_Aim 1:_ Put the listing lines starting at the line containing "Identify every instance of the ceiling panel" and ending at the line containing "Target: ceiling panel" into a Markdown table with the columns Row (a row number) and Entry (the line), leaving out blank lines.

===== Passage shown =====

8.9 No Solicitation or Negotiation. Unless and until this Agreement is terminated, neither Seller nor any Shareholder shall, nor shall any of them cause, suffer or permit any of their directors, officers, employees, representatives, agents, investment bankers, advisors, accountants or attorneys to, initiate or solicit, directly or indirectly, any inquiries or the making of any proposal that constitutes or could be reasonably expected to lead to an Alternative Proposal from any Person, or engage in any discussions or negotiations relating thereto, or accept any Alternative Proposal, or make or authorize any statement, recommendation or solicitation in support of any Alternative Proposal, or provide any confidential information or data to any Person with respect to any Alternative Proposal, or otherwise facilitate, attempt to seek or continue any of the foregoing. Seller or such Shareholder who receives any of the foregoing shall notify Buyer orally and in writing of the receipt of any such inquiries, offers or proposals (including term and conditions of any such offer or proposal, the identity of the Person making it and a copy of any written Alternative Proposal), as promptly as practicable and in any event within forty-eight (48) hours after the receipt thereof, and shall keep Buyer informed of the status and details of any such inquiry, offer or proposal.

===== Task data =====

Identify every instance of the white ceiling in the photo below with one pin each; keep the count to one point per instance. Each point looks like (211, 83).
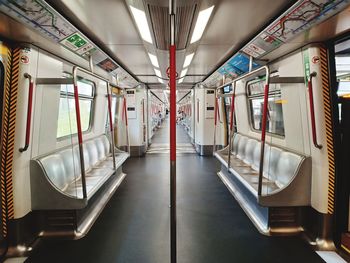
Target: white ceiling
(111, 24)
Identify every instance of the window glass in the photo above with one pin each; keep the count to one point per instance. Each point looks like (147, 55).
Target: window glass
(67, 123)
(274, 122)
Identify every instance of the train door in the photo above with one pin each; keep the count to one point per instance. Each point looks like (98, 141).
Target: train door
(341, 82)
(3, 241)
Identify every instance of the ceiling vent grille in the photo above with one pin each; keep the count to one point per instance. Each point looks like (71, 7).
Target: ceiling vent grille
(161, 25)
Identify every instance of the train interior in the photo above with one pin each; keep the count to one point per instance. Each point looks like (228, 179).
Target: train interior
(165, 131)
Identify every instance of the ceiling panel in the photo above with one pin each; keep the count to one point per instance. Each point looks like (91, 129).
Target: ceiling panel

=====
===== Task data =====

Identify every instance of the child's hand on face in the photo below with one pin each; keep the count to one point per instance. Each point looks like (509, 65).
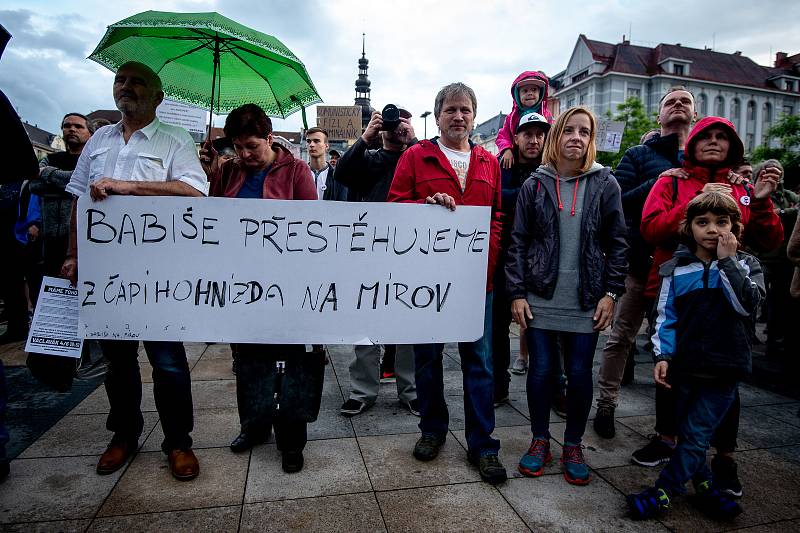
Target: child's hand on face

=====

_Aim 2:_ Under the no-solicitation clause, why is soliciting a proposal barred even when that proposal is not itself an Alternative Proposal? Answer in one to three sentences.

_Exercise answer 1:_
| Row | Entry |
|---|---|
| 1 | Identify every instance of the ceiling panel in the photo above with one pin each; keep the count to one point per instance. Each point looks like (91, 129). |
| 2 | Target: ceiling panel |

_Exercise answer 2:_ The clause bars soliciting any proposal that constitutes an Alternative Proposal and also any proposal that could reasonably be expected to lead to one. A proposal that falls short of an Alternative Proposal is therefore still covered if it could reasonably be expected to lead to one.